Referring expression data
=======
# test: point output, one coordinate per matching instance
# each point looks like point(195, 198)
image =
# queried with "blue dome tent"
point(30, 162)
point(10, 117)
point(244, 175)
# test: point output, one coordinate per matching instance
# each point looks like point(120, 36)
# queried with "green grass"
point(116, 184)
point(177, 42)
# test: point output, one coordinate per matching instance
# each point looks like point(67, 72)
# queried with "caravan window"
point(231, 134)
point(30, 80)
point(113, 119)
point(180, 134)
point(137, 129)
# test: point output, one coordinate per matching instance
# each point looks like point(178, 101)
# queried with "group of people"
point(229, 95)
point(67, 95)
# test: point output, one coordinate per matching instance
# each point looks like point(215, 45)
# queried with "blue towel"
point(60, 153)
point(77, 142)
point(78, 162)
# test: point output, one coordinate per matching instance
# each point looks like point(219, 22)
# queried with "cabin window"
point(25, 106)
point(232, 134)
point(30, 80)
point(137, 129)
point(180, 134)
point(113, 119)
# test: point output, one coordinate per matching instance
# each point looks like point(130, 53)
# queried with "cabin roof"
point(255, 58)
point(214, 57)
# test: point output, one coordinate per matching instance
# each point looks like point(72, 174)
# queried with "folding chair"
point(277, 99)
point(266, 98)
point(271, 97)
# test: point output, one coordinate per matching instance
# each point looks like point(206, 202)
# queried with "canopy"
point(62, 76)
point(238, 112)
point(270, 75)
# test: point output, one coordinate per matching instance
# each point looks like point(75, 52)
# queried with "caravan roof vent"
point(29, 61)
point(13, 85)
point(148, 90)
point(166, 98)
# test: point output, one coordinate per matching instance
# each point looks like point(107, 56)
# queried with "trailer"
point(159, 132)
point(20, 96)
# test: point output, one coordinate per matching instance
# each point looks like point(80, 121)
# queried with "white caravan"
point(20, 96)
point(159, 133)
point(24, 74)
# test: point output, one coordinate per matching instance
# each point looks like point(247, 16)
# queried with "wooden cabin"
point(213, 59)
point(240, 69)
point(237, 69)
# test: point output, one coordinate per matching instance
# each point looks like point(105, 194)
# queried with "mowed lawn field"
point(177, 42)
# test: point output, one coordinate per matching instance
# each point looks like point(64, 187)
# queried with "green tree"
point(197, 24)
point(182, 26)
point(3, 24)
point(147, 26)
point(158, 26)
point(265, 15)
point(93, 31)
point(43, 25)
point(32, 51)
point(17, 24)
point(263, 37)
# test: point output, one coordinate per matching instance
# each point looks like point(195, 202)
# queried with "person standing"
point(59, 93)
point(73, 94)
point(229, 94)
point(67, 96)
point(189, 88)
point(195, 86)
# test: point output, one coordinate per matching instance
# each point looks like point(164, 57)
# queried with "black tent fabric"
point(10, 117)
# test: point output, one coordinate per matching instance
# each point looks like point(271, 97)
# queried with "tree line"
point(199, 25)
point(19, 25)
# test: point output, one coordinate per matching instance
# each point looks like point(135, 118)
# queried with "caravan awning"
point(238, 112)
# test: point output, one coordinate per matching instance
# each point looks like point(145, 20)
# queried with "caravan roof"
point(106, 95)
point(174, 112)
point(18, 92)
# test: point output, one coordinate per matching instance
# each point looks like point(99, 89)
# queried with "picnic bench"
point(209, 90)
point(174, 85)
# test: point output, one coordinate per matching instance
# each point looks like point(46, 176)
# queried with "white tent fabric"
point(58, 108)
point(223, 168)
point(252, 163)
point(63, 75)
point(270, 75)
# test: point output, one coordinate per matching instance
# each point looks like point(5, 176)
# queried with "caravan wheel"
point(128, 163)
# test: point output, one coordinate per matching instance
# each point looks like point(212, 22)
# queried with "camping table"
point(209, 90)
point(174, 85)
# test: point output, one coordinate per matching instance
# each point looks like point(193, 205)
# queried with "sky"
=======
*Exercise objective*.
Your answer must be an exact copy of every entry above.

*Response*.
# test: point output, one coordinate per matching instance
# each point looks like point(195, 198)
image =
# queried with "blue dome tent"
point(30, 162)
point(10, 117)
point(244, 175)
# test: point output, one coordinate per matching instance
# each point looks like point(120, 36)
# queried with "green grass"
point(116, 184)
point(177, 42)
# test: point output, one coordinate per matching instance
# each point looks like point(67, 72)
# queried with "caravan window"
point(231, 134)
point(30, 80)
point(113, 119)
point(180, 134)
point(137, 129)
# test: point output, one coordinate per matching instance
# each point looks like point(178, 101)
# queried with "group of people"
point(229, 95)
point(67, 95)
# test: point output, one coordinate per matching instance
# each point looks like point(215, 45)
# queried with "blue towel"
point(60, 153)
point(77, 142)
point(78, 162)
# test: point output, one coordinate per matching instance
# each point looks like point(219, 22)
# queried with "cabin window"
point(25, 106)
point(232, 134)
point(30, 80)
point(137, 129)
point(180, 134)
point(113, 119)
# test: point output, one coordinate per matching instance
# each point looks like point(130, 53)
# queried with "cabin roof"
point(255, 58)
point(214, 57)
# test: point output, one coordinate per matching instance
# each point looks like point(72, 174)
# queried with "folding chair"
point(277, 99)
point(266, 98)
point(271, 97)
# test: point output, one coordinate per matching instance
# each point looks like point(206, 202)
# queried with "canopy"
point(62, 76)
point(238, 112)
point(270, 75)
# test: point output, one coordinate per matching instance
# each point looks like point(75, 52)
# queried with "caravan roof vent"
point(29, 61)
point(13, 85)
point(148, 90)
point(166, 98)
# test: point output, one coordinate per matching instance
# each point looks like point(107, 56)
# queried with "trailer"
point(159, 132)
point(20, 96)
# test: point output, one coordinate per matching instance
# each point looks like point(80, 121)
# queried with "white caravan"
point(20, 96)
point(159, 133)
point(24, 74)
# test: point output, one coordinate per matching instance
# each point looks like point(247, 16)
# queried with "wooden cabin"
point(213, 59)
point(240, 69)
point(237, 69)
# test: point output, one coordinate per matching instance
# each point looks like point(105, 194)
# queried with "mowed lawn field"
point(177, 42)
# test: point output, one coordinate per matching instance
# each point looks like point(64, 187)
# queried with "green tree"
point(197, 24)
point(182, 26)
point(3, 24)
point(147, 26)
point(158, 26)
point(265, 15)
point(93, 31)
point(43, 25)
point(32, 51)
point(17, 24)
point(263, 37)
# test: point output, one coordinate per matching instance
# each point looks like point(195, 202)
# queried with "person standing"
point(59, 93)
point(73, 94)
point(229, 94)
point(67, 96)
point(189, 88)
point(195, 86)
# test: point output, one coordinate per matching instance
# each point looks like point(164, 57)
# queried with "black tent fabric"
point(10, 117)
# test: point output, one coordinate per matching instance
# each point looks like point(271, 97)
# queried with "tree line"
point(199, 25)
point(19, 25)
# test: point output, one coordinate per matching instance
# each point looks like point(135, 118)
# queried with "caravan awning"
point(238, 112)
# test: point output, one coordinate per matching instance
# each point looks like point(145, 20)
# queried with "caravan roof"
point(106, 95)
point(174, 112)
point(18, 92)
# test: point output, one coordinate per matching instance
# each point looks like point(99, 89)
# queried with "picnic bench"
point(209, 90)
point(174, 85)
# test: point output, one coordinate per matching instance
# each point looks like point(46, 176)
# queried with "white tent fabric"
point(58, 108)
point(223, 168)
point(252, 163)
point(63, 75)
point(270, 75)
# test: point output, one coordinate per matching instance
# each point looks like point(5, 176)
# queried with "caravan wheel"
point(128, 163)
# test: point output, one coordinate per matching instance
# each point looks like point(212, 22)
# queried with "camping table"
point(209, 90)
point(174, 85)
# test: point output, one coordinate per matching instance
# each point looks like point(193, 205)
# queried with "sky"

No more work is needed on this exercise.